- 原文抜粋
========

2020年5月20日水曜日

キジとゴジラと緊急地震速報


 きのう(5月19日)の午後1時13分――。遅い昼食のあと、BSプレミアムを見ていたら、画面に突然、「緊急地震速報」の字幕が表示された。同時に、「ピャラン、ピャラン」というチャイム音が鳴り始めた。スマホは沈黙している。字幕に表示された地図は中部地方。ほどなく文字が表示されて、長野県中部との県境に近い岐阜県・飛騨地方が震源とわかった。最大震度は高山市の4だった。
 その1時間前の午後零時17分――。いきなりドドッときた。スマホは鳴らなかった。震源は福島県沖。浜通り北部は震度4、南部のいわきは3だった。

 ガラケーからスマホに切り替えて3カ月弱。ざっと10日前の5月11日午前8時58分、突然、スマホが「ピャラン、ピャラン」と鳴り出し、「緊急地震速報」の文字と絵が表示された=写真。

スマホでは初体験だったので、チャイム音に驚いて身構えた。画面の文字を読む余裕はなかった。写真に撮ったのを確かめたら、「茨城県で地震発生。強い揺れに備えて下さい(気象庁)」とあった。揺れることは揺れたが、身構えていたほどではなかった。茨城でも最大震度は3だった。

結婚したばかりのころ、戸建て・庭付きの古い市営住宅に住んでいた。隣家でキジを飼っていた。地震が来る直前、キジは決まって「ケンケン」と鳴く。その繰り返しから、「突然、キジが鳴けば地震!」と身構えるようになった。

なぜ直前にキジが地震を察知するのか。地震が起きると、大きな揺れ(S波=横波)に先行して小さな揺れ(P波=縦波)が来る。キジは人間と違って、この初期微動(P波)を感知する能力が優れている、ということなのだろう。その意味では、緊急地震速報はキジの「ケンケン」と変わらない。ちなみに、Sはセカンダリー(2番目の)、Pはプライマリー(最初の)の略だそうだ。

チャイム音もどう表現したらいいか迷う。一般に「チャラン、チャラン」と表記される。しかし、私には「チャ」というやさしい音ではなく、「キャ」あるいは「ピャ」と鋭い音になって耳に飛び込んでくる。鳥でいうと、スズメではなくてヒヨドリ。

========

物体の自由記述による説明
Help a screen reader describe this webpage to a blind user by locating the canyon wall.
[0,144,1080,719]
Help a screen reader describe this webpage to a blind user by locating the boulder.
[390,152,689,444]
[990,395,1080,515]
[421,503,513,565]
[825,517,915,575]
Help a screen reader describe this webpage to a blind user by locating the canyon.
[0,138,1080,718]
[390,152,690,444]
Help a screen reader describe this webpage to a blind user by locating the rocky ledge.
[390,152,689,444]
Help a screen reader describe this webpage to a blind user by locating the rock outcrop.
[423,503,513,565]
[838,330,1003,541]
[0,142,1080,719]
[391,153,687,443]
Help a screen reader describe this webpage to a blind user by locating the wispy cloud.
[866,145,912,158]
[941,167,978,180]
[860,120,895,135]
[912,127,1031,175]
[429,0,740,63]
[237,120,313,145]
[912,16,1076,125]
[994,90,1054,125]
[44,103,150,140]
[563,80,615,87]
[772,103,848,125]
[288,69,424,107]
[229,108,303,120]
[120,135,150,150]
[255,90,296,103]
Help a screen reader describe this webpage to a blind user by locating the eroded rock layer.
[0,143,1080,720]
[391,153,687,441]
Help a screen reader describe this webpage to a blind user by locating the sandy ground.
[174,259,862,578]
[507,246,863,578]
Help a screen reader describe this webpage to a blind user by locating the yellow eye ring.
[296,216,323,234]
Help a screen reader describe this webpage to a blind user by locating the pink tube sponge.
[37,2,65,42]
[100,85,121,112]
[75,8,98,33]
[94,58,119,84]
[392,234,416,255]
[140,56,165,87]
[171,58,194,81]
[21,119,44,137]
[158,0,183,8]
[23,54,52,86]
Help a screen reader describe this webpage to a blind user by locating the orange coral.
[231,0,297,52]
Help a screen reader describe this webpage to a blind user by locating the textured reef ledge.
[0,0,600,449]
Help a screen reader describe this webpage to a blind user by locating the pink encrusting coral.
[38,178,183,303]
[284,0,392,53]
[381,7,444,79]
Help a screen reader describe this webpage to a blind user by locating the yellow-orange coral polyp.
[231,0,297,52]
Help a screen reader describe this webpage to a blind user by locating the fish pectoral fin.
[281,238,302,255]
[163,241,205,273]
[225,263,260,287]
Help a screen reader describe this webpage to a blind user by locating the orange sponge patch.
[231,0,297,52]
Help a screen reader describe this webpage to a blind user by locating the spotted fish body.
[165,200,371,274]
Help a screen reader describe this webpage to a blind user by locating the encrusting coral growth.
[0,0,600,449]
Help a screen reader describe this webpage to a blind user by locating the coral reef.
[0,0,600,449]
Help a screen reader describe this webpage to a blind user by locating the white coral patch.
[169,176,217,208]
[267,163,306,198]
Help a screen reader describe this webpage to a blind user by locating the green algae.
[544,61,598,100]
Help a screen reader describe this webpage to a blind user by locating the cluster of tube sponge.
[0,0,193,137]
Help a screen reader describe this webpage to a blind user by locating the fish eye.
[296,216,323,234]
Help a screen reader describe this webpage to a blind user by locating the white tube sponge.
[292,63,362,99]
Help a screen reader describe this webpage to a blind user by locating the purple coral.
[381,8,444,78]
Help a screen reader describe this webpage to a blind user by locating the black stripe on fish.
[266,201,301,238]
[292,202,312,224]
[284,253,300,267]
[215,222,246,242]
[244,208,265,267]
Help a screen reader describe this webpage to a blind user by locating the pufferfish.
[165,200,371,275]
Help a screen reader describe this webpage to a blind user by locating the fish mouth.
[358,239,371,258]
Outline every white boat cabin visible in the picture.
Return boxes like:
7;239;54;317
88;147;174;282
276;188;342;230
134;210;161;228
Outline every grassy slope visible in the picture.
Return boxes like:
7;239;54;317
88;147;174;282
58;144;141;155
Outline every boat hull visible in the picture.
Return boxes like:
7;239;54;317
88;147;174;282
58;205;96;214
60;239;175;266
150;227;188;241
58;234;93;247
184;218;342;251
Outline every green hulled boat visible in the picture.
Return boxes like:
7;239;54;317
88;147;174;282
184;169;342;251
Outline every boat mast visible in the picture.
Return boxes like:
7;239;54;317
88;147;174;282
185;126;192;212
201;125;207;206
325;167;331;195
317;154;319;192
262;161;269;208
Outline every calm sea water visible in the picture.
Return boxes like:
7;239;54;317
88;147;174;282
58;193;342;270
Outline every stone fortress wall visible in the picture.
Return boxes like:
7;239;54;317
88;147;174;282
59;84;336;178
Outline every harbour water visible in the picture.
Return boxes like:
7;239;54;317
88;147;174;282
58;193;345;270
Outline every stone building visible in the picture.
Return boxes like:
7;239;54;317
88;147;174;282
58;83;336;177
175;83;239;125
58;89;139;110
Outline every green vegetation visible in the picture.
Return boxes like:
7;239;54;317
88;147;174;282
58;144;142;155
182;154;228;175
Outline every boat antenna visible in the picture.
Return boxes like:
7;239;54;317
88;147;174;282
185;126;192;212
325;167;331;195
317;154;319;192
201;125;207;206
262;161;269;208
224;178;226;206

========

- 作業内容
a – 次の(i)〜(iii)の記述が、緊急地震速報についての文章と一致するかどうかを答えてください。それぞれ「はい」か「いいえ」で示し、判断の根拠となる文章中の語句をそのまま引用してください。
(i) 5月19日午後零時17分の福島県沖の地震では、スマホが鳴った。
(ii) 飛騨地方を震源とする地震の最大震度は、高山市の4だった。
(iii) 5月11日の地震では、茨城でも最大震度は3だった。
b – 緊急地震速報についての文章によると、P波の「P」は何の略ですか。

- 各課題の結果
a –
(i) いいえ。「スマホは鳴らなかった。」
(ii) はい。「最大震度は高山市の4だった。」
(iii) はい。「茨城でも最大震度は3だった。」

b – プライマリー(最初の)の略です。